Dalam kisah tersebut, diceritakan kehidupan masyarakat Bangel yang hidup di lingkungan yang subur dan kehidupan masyarakatnya makmur. Namun, tiba-tiba, Markus, tokoh yang merupakan penjelajah dari Belanda, diceritakan membuat keributan di sana.
Sementara saat itu, Sakera tengah menikmati kehidupannya bersama kedua istrinya. Saat itu, Sakera pun mendapatkan laporan dari beberapa warga terkait dengan keributan yang terjadi antara masyarakat Bangel dengan Markus.
Sakera pun merasa tidak dihargai dengan kejadian tersebut. Dia marah dan tidak terima atas kejadian tersebut. Kemudian, Sakera bersama masyarakat Bangel menghampiri Markus dan antek-antek Belanda lainnya. Perlawanan di antara mereka pun terjadi.
Sakera pun melawan antek-antek Belanda tersebut dengan menggunakan clurit. Senjata tradisional tersebut pun berhasil mengalahkan antek-antek Belanda tersebut.
Pertunjukan tersebut ditutup dengan tepuk tangan ribuan orang yang memadati kawasan Malioboro. Ribuan orang tersebut terkesima dengan gerakan pencak silat yang dipadukan dan kisah pejuang dari Madura tersebut. Tak hanya kisah perjuangan yang dilontarkan, namun juga pakaian dan senjata tradisional yang selama ini membesarkan daerah itu pun ditampilkan. Sungguh pertunjukan epik yang sarat dengan makna.

**DATA YANG DIBERIKAN**

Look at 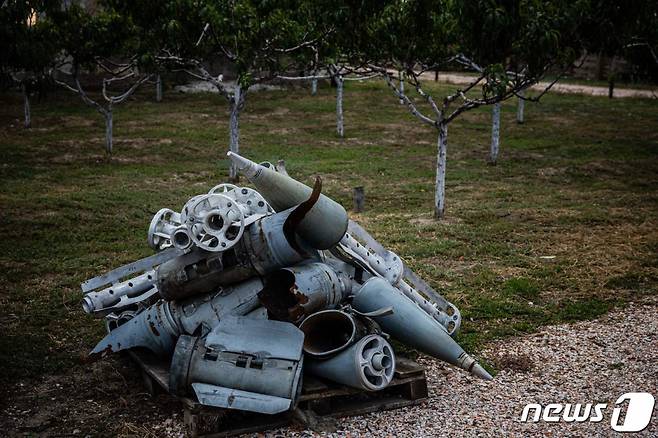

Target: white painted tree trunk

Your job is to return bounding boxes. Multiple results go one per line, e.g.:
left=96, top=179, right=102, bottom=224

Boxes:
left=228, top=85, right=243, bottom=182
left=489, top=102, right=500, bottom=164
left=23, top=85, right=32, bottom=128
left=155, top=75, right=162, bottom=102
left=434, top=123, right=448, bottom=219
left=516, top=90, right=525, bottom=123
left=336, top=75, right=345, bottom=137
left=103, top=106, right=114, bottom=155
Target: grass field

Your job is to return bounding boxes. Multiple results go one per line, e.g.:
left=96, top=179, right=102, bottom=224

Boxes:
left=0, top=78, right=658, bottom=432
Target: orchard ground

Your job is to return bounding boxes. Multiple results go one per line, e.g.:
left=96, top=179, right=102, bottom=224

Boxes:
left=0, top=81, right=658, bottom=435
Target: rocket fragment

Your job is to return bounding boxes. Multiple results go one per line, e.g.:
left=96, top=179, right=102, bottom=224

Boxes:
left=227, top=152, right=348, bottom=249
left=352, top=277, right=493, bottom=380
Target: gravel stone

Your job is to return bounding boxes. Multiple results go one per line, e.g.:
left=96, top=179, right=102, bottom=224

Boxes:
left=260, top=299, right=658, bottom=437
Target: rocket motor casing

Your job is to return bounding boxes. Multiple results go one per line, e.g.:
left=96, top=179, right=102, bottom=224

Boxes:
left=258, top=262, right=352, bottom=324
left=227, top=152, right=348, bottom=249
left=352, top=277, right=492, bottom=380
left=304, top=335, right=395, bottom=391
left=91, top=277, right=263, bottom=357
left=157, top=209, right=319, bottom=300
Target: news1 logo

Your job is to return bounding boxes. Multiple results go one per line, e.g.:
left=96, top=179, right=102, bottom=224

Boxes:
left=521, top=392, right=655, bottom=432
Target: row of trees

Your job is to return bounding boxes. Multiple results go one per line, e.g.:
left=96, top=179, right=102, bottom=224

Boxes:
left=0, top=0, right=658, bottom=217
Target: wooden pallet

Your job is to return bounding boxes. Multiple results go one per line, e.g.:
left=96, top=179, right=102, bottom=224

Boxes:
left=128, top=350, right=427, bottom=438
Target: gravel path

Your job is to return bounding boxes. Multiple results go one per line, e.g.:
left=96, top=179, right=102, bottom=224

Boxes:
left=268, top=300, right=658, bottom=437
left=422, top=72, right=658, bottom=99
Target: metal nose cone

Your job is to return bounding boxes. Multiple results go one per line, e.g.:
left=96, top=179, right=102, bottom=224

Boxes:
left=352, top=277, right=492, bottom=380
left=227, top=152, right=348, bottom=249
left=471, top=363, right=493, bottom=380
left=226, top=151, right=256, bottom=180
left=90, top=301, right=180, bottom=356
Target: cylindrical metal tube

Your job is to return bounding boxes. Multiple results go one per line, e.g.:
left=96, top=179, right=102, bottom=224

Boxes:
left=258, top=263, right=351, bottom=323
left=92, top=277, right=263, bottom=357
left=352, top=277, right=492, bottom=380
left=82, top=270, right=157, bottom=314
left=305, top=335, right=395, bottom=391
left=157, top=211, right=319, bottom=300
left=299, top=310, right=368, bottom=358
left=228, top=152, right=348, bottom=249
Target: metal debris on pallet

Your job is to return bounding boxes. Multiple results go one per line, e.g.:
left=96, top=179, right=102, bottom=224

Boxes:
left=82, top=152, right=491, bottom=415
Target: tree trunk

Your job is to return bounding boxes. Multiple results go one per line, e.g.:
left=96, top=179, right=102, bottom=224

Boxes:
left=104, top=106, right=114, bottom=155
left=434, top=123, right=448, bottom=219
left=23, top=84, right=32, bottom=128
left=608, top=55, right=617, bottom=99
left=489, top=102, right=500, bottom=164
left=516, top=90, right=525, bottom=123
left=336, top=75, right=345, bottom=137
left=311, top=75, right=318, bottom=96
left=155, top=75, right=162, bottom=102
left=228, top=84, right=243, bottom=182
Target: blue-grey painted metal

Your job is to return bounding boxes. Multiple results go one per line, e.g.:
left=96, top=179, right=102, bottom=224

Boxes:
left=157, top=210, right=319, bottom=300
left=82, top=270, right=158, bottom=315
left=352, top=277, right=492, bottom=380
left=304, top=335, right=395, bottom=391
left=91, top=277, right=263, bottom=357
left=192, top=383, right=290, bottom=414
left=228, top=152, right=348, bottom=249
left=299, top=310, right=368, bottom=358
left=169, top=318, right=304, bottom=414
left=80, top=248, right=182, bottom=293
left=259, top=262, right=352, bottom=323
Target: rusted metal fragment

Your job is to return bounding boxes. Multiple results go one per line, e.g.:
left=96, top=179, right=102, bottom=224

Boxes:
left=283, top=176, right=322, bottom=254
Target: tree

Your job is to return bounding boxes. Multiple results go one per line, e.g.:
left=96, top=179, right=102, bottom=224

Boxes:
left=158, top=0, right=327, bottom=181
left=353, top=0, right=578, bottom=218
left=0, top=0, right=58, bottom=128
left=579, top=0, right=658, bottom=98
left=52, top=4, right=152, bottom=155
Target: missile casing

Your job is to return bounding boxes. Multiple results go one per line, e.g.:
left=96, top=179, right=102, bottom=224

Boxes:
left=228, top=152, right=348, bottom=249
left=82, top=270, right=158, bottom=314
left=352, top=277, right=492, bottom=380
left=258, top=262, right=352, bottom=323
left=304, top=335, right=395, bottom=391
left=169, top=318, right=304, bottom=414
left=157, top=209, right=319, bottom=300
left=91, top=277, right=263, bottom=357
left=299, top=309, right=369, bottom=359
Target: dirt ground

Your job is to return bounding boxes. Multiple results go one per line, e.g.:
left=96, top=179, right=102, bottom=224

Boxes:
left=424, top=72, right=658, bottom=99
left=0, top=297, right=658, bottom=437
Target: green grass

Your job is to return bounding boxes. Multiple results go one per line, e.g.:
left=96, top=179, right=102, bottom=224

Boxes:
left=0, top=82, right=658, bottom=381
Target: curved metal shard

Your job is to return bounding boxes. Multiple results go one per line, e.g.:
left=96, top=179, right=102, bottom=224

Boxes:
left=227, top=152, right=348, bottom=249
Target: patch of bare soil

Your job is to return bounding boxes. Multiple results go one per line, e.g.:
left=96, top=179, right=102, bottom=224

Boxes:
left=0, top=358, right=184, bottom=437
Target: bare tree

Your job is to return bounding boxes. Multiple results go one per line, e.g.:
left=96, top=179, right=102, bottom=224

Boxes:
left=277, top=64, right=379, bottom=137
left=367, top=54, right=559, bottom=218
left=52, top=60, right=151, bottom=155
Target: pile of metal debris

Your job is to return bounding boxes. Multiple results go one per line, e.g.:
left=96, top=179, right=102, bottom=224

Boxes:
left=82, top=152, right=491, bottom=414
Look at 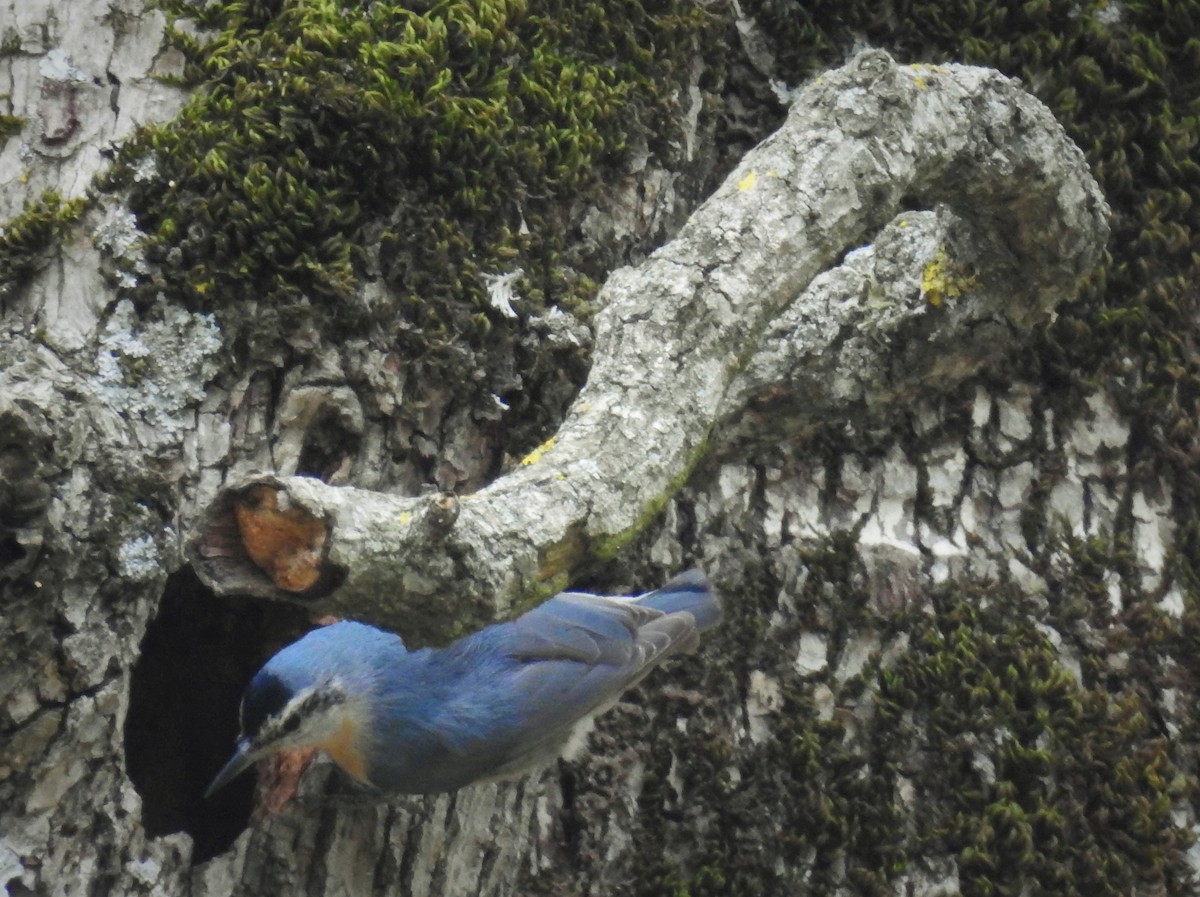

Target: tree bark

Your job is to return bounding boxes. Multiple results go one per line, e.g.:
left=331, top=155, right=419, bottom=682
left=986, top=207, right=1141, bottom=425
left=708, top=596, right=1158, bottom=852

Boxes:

==

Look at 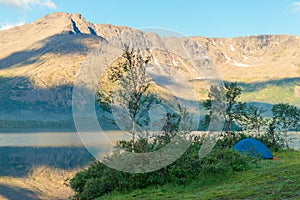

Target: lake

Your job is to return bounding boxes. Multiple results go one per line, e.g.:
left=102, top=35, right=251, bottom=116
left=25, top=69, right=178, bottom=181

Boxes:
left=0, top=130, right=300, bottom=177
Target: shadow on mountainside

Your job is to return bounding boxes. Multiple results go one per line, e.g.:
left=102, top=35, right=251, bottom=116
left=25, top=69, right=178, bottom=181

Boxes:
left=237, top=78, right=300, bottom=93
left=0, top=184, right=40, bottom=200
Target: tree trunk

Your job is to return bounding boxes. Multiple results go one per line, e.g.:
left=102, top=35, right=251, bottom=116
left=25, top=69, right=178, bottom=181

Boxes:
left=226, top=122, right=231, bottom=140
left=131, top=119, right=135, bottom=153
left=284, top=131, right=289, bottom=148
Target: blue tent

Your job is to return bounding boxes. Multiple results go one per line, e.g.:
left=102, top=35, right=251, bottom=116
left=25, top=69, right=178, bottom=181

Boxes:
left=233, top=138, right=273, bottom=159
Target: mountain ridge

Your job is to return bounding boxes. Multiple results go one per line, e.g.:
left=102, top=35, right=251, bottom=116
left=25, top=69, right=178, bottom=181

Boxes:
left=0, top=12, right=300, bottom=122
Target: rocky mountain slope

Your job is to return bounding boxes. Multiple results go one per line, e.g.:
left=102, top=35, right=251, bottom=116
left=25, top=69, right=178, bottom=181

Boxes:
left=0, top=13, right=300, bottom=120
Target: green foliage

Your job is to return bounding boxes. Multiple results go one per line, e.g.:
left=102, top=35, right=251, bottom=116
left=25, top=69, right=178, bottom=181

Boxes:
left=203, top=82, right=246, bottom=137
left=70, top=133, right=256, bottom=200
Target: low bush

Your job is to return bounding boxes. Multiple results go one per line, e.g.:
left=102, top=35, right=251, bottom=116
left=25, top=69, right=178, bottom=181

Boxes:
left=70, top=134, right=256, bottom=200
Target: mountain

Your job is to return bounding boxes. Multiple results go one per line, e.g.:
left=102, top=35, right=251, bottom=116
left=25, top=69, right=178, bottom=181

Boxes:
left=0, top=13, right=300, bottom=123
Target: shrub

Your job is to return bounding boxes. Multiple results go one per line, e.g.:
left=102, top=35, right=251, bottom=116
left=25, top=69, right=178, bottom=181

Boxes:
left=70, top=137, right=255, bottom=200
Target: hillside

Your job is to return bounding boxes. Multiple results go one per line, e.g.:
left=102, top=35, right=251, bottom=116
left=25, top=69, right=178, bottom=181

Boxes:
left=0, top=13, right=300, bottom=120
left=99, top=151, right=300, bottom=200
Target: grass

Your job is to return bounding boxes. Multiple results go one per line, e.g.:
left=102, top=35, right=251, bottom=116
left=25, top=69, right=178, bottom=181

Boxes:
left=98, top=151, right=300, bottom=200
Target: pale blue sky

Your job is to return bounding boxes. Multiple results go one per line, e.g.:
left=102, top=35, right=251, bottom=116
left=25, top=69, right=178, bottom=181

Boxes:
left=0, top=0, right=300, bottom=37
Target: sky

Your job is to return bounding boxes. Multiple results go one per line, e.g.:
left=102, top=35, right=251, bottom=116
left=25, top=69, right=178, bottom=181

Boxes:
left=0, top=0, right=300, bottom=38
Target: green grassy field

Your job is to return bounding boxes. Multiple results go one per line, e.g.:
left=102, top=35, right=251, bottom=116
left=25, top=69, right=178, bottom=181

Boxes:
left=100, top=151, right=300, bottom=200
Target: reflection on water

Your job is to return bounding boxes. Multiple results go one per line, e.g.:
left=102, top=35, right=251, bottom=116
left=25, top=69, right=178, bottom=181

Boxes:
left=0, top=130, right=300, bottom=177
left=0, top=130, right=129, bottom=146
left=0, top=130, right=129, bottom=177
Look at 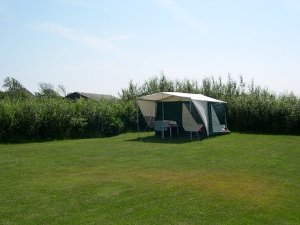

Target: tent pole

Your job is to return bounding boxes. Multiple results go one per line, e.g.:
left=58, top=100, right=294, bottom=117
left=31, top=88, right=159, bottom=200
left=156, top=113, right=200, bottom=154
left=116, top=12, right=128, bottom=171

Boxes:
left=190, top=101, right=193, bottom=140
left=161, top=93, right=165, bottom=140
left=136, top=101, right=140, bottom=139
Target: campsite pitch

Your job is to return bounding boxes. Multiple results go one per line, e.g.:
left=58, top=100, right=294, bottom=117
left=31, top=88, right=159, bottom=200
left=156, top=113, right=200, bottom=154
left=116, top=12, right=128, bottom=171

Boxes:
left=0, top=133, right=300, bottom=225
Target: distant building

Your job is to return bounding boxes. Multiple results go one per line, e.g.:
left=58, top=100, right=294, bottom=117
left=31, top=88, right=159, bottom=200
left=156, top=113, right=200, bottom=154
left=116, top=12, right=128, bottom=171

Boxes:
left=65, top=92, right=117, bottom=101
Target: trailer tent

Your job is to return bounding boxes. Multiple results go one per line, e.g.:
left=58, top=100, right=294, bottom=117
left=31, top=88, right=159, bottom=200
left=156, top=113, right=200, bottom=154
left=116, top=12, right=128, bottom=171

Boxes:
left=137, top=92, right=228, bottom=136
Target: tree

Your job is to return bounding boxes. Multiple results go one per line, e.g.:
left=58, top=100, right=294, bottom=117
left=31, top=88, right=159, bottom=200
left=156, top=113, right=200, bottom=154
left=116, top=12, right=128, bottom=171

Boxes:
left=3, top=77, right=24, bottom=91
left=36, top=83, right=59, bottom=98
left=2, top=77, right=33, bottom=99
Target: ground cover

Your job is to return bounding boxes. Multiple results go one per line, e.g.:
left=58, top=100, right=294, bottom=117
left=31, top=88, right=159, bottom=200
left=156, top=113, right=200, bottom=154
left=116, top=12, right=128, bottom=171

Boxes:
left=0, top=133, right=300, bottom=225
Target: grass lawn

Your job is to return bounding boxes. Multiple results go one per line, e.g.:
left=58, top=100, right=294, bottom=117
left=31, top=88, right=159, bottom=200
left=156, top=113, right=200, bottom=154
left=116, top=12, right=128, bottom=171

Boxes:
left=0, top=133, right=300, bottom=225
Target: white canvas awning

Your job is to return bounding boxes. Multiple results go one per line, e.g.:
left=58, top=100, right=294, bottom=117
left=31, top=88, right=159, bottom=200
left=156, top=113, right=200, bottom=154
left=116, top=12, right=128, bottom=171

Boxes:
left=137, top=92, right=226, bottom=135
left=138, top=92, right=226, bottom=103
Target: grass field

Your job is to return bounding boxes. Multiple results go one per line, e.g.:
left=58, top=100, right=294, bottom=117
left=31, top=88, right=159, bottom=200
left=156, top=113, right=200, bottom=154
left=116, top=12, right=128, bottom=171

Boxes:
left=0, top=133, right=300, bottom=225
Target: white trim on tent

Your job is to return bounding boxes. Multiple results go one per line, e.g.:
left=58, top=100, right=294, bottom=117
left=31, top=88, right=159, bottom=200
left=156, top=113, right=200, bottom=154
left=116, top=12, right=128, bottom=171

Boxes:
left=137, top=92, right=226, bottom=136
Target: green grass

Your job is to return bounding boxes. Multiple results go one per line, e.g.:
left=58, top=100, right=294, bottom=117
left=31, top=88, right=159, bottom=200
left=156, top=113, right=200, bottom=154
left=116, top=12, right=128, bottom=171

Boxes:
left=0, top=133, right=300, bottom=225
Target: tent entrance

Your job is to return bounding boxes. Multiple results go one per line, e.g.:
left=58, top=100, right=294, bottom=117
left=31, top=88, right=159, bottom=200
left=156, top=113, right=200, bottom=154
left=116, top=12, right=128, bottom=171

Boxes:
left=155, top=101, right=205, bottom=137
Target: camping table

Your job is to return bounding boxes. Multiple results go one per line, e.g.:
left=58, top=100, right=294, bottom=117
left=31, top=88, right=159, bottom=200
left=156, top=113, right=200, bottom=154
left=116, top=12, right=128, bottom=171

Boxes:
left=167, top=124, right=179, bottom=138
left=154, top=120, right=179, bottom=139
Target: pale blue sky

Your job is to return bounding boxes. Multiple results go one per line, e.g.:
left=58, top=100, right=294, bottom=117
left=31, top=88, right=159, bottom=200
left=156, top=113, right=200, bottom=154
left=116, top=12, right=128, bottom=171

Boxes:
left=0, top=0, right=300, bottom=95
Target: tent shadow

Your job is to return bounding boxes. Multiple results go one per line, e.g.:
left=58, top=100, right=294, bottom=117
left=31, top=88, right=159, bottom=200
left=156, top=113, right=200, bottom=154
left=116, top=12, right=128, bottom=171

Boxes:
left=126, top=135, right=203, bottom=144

**PETUNJUK**
A – Jawab pertanyaan berikut berdasarkan teks tentang Sakera:
(i) Markus adalah penjelajah dari mana?
(ii) Sakera sedang menikmati hidup bersama siapa?
(iii) Ribuan orang memadati kawasan apa?
B – Perbarui bagian teks tentang Sakera dari "Sakera pun merasa" sampai dengan "sarat dengan makna.". Ganti "clurit" dengan "arit".
C – Sebutkan semua nama tempat atau wilayah yang ada dalam teks tentang Sakera.
Data di atas tidak perlu dipakai.

**HASIL LATIHAN**
A –
(i) Belanda
(ii) Kedua istrinya
(iii) Kawasan Malioboro

B –
Sakera pun merasa tidak dihargai dengan kejadian tersebut. Dia marah dan tidak terima atas kejadian tersebut. Kemudian, Sakera bersama masyarakat Bangel menghampiri Markus dan antek-antek Belanda lainnya. Perlawanan di antara mereka pun terjadi.
Sakera pun melawan antek-antek Belanda tersebut dengan menggunakan arit. Senjata tradisional tersebut pun berhasil mengalahkan antek-antek Belanda tersebut.
Pertunjukan tersebut ditutup dengan tepuk tangan ribuan orang yang memadati kawasan Malioboro. Ribuan orang tersebut terkesima dengan gerakan pencak silat yang dipadukan dan kisah pejuang dari Madura tersebut. Tak hanya kisah perjuangan yang dilontarkan, namun juga pakaian dan senjata tradisional yang selama ini membesarkan daerah itu pun ditampilkan. Sungguh pertunjukan epik yang sarat dengan makna.

C – Bangel, Belanda, Malioboro, Madura